● **GIVEN TASK 1**
List the places that the Brighton Beach text gives as the community's boundaries, with the side on which each lies.

● **TEXT PROVIDED**
===

Brighton Beach is a community on Coney Island in Brooklyn.

It is bounded by the community of Coney Island proper on the west, Manhattan Beach on the east, and the Atlantic Ocean on the south.

Brighton Beach was developed as a beach resort in 1878 and was named in a contest; the winning name evoked the resort of Brighton, England. The centerpiece of the resort was the large Hotel Brighton or Brighton Beach Hotel, placed on the beach at what is now the foot of Coney Island Avenue and accessed by the Brooklyn, Flatbush, and Coney Island Railway, known then and now as the Brighton Beach Line, which opened on July 2, 1878.

Brighton Beach was redeveloped as a fairly dense residential community with the final rebuilding of the Brighton Beach railway into a modern rapid transit line of the New York City Subway system c. 1920. The area now has a large community of primarily Russophone immigrants who left what was the Soviet Union in 1980s and 1990s. The majority of these immigrants are Jewish. However, living in the USSR has made them in many ways culturally distinct from the Jewish immigrants that moved to the neighborhood decades earlier from Tsarist Russia. While in many cases their Jewish origins played a role in their immigration (such as frustration with anti-Semitism), the suppression of religion in general, especially in the European part of the USSR, and assimilation into mainstream Soviet culture has resulted in most of these émigrés being culturally more like their non-Jewish fellow Russians and Ukrainians than that of the earlier Jewish immigrants from that part of the world. Brighton Beach has been dubbed "Little Odessa" by Russians.

===

A block of data
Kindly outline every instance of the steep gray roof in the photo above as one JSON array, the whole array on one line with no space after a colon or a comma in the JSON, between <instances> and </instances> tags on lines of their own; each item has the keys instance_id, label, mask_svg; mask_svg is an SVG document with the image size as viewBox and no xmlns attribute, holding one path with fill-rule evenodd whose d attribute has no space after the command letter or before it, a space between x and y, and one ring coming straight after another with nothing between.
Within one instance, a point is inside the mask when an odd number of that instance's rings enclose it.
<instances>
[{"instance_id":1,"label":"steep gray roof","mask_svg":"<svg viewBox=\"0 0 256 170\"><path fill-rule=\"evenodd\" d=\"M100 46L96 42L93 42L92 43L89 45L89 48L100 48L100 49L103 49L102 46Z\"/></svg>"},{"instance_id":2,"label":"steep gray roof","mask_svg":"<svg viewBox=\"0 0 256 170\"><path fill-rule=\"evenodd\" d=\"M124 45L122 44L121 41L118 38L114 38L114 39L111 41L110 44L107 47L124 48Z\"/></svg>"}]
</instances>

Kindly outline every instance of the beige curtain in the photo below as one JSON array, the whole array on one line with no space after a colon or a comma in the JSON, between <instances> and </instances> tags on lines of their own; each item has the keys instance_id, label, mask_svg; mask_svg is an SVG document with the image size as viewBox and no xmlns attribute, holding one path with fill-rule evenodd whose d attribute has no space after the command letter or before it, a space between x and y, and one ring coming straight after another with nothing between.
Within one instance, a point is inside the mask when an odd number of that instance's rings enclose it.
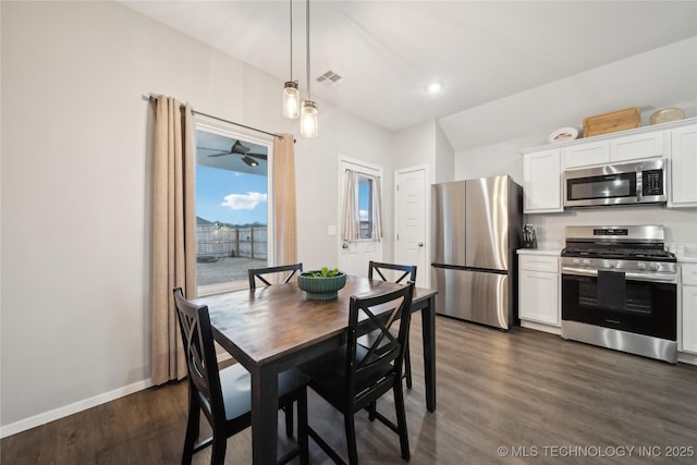
<instances>
[{"instance_id":1,"label":"beige curtain","mask_svg":"<svg viewBox=\"0 0 697 465\"><path fill-rule=\"evenodd\" d=\"M297 262L295 219L295 151L293 134L281 134L273 146L273 225L276 265Z\"/></svg>"},{"instance_id":2,"label":"beige curtain","mask_svg":"<svg viewBox=\"0 0 697 465\"><path fill-rule=\"evenodd\" d=\"M194 117L171 97L157 99L152 162L152 383L186 376L172 289L196 293Z\"/></svg>"},{"instance_id":3,"label":"beige curtain","mask_svg":"<svg viewBox=\"0 0 697 465\"><path fill-rule=\"evenodd\" d=\"M382 238L382 185L380 178L369 176L372 180L372 238Z\"/></svg>"},{"instance_id":4,"label":"beige curtain","mask_svg":"<svg viewBox=\"0 0 697 465\"><path fill-rule=\"evenodd\" d=\"M341 237L344 241L360 238L360 219L358 213L358 173L346 170L344 186L344 224Z\"/></svg>"}]
</instances>

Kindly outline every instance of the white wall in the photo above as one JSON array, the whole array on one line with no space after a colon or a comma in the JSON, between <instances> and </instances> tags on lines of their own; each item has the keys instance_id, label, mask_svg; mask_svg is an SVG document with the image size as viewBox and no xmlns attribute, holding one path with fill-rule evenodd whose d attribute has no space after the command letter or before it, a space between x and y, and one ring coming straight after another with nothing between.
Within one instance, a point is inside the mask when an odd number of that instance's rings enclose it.
<instances>
[{"instance_id":1,"label":"white wall","mask_svg":"<svg viewBox=\"0 0 697 465\"><path fill-rule=\"evenodd\" d=\"M2 2L2 436L149 379L152 107L166 94L271 132L282 82L110 2ZM298 257L338 261L340 155L382 164L389 132L319 101L296 137ZM156 238L157 240L157 238ZM392 246L387 244L386 250Z\"/></svg>"},{"instance_id":2,"label":"white wall","mask_svg":"<svg viewBox=\"0 0 697 465\"><path fill-rule=\"evenodd\" d=\"M662 76L661 70L668 75ZM560 103L554 106L554 101ZM641 107L644 125L648 124L656 109L663 107L683 108L687 118L697 115L697 37L475 109L473 115L518 114L521 125L526 127L527 133L525 136L502 137L501 142L455 150L455 179L509 173L522 185L523 156L517 150L547 144L548 135L559 127L539 123L545 121L541 115L549 112L558 124L580 129L585 117L629 106ZM566 120L559 120L562 111ZM525 113L529 113L527 120ZM533 125L533 122L538 123ZM460 127L461 134L468 131L473 131L468 125ZM519 134L518 131L518 127L501 127L502 134ZM564 227L567 224L664 224L667 243L697 244L695 208L578 209L563 213L527 215L525 221L538 227L538 243L542 247L561 248Z\"/></svg>"}]
</instances>

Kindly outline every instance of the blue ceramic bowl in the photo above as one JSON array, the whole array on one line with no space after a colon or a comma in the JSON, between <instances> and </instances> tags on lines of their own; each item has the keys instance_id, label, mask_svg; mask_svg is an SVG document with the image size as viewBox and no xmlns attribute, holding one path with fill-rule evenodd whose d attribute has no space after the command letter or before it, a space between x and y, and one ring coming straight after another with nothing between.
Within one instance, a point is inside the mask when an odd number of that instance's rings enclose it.
<instances>
[{"instance_id":1,"label":"blue ceramic bowl","mask_svg":"<svg viewBox=\"0 0 697 465\"><path fill-rule=\"evenodd\" d=\"M346 273L339 272L331 278L314 278L319 272L305 271L297 277L297 286L305 291L307 298L311 301L332 301L339 296L339 290L346 285Z\"/></svg>"}]
</instances>

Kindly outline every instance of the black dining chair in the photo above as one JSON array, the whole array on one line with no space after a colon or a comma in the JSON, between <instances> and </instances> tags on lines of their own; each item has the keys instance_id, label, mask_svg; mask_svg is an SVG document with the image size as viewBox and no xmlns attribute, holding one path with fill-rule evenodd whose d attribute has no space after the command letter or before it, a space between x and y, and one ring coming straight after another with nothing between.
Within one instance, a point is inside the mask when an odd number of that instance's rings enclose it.
<instances>
[{"instance_id":1,"label":"black dining chair","mask_svg":"<svg viewBox=\"0 0 697 465\"><path fill-rule=\"evenodd\" d=\"M392 276L395 279L388 279L387 276ZM416 282L416 265L398 265L398 264L384 264L380 261L368 262L368 279L381 279L382 281L392 281L400 283L406 279L407 281ZM369 339L370 334L366 334L358 341L360 344L366 344L366 339ZM412 357L409 353L408 338L406 341L406 348L404 350L404 378L406 378L406 387L412 389Z\"/></svg>"},{"instance_id":2,"label":"black dining chair","mask_svg":"<svg viewBox=\"0 0 697 465\"><path fill-rule=\"evenodd\" d=\"M281 265L279 267L267 268L252 268L249 269L249 289L257 289L257 280L261 281L264 285L271 285L271 282L267 279L267 274L277 274L288 272L288 276L283 280L283 283L289 283L296 272L303 271L303 264Z\"/></svg>"},{"instance_id":3,"label":"black dining chair","mask_svg":"<svg viewBox=\"0 0 697 465\"><path fill-rule=\"evenodd\" d=\"M409 460L409 444L402 386L402 364L409 331L414 283L381 295L352 296L346 344L298 367L309 387L344 416L348 464L358 463L354 416L366 408L369 419L379 419L400 437L402 458ZM396 329L396 336L393 330ZM358 344L366 332L379 331L369 347ZM393 392L396 425L377 409L377 401ZM341 456L308 426L310 438L338 464Z\"/></svg>"},{"instance_id":4,"label":"black dining chair","mask_svg":"<svg viewBox=\"0 0 697 465\"><path fill-rule=\"evenodd\" d=\"M174 289L186 368L188 371L188 420L182 464L191 464L194 453L212 444L211 464L222 464L229 437L252 425L249 372L240 364L219 369L213 347L213 334L206 305L186 301L181 287ZM279 407L293 409L297 403L297 445L279 458L284 464L299 456L307 464L307 382L309 378L297 369L279 375ZM212 437L199 439L200 412L212 428Z\"/></svg>"}]
</instances>

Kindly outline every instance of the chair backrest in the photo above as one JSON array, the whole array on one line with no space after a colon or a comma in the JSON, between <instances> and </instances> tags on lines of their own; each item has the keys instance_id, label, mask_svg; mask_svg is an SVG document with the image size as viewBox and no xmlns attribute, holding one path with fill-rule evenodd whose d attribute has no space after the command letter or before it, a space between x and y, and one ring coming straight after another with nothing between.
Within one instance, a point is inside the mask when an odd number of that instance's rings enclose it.
<instances>
[{"instance_id":1,"label":"chair backrest","mask_svg":"<svg viewBox=\"0 0 697 465\"><path fill-rule=\"evenodd\" d=\"M266 279L267 274L282 273L290 271L290 273L283 280L283 283L290 282L296 272L303 271L303 264L282 265L280 267L267 267L267 268L253 268L249 269L249 289L257 289L257 280L261 281L264 285L271 285Z\"/></svg>"},{"instance_id":2,"label":"chair backrest","mask_svg":"<svg viewBox=\"0 0 697 465\"><path fill-rule=\"evenodd\" d=\"M208 307L186 301L181 287L174 289L174 304L182 330L189 389L195 390L210 424L222 424L225 420L225 407Z\"/></svg>"},{"instance_id":3,"label":"chair backrest","mask_svg":"<svg viewBox=\"0 0 697 465\"><path fill-rule=\"evenodd\" d=\"M348 402L354 406L377 400L395 380L401 382L413 295L414 283L409 281L384 294L351 297L345 379ZM358 338L369 332L377 336L364 348Z\"/></svg>"},{"instance_id":4,"label":"chair backrest","mask_svg":"<svg viewBox=\"0 0 697 465\"><path fill-rule=\"evenodd\" d=\"M377 274L382 281L390 281L382 273L383 270L398 271L398 279L394 282L402 282L407 277L407 281L416 282L416 265L381 264L379 261L370 261L368 264L368 279L377 279L375 276Z\"/></svg>"}]
</instances>

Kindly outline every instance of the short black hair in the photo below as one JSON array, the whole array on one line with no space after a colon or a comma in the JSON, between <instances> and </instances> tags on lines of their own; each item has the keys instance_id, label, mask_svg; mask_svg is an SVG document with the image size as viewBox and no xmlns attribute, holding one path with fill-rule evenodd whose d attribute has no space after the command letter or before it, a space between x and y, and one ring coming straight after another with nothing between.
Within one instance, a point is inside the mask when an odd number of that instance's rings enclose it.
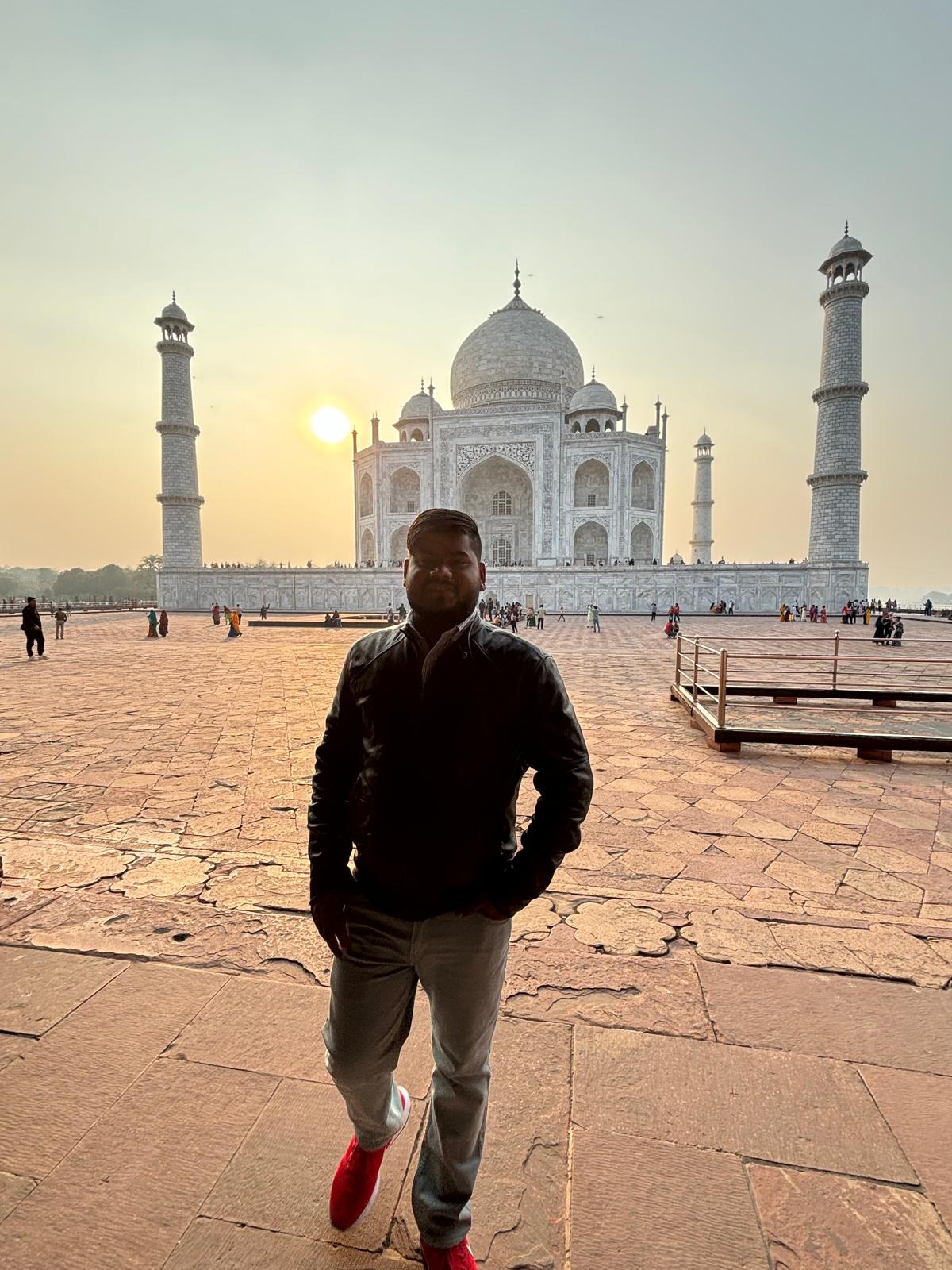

===

● **GIVEN TASK 2**
Rewrite the rows of the block of data from the line containing "Kindly outline every instance of the short" down through the last row, putting "image" in place of "photo" and changing nothing else. Omit the picture from your answer.

● **EXERCISE OUTPUT 1**
- Coney Island proper, on the west
- Manhattan Beach, on the east
- The Atlantic Ocean, on the south

● **EXERCISE OUTPUT 2**
Kindly outline every instance of the short black hair in the image below as one JSON array, the whole array on one line with no space after a colon or a comma in the JSON, between <instances> and </instances> tags on lines of their own; each item has the keys instance_id, label, mask_svg; mask_svg is an SVG document with the image size as viewBox and no xmlns attribute, holding one path with fill-rule evenodd whose d attribute has no space after the command letter or before it, a space between x and y, and one ring coming straight after another with nothing between.
Within one instance, a point is inside the mask when an odd number of that instance's rings enclose it.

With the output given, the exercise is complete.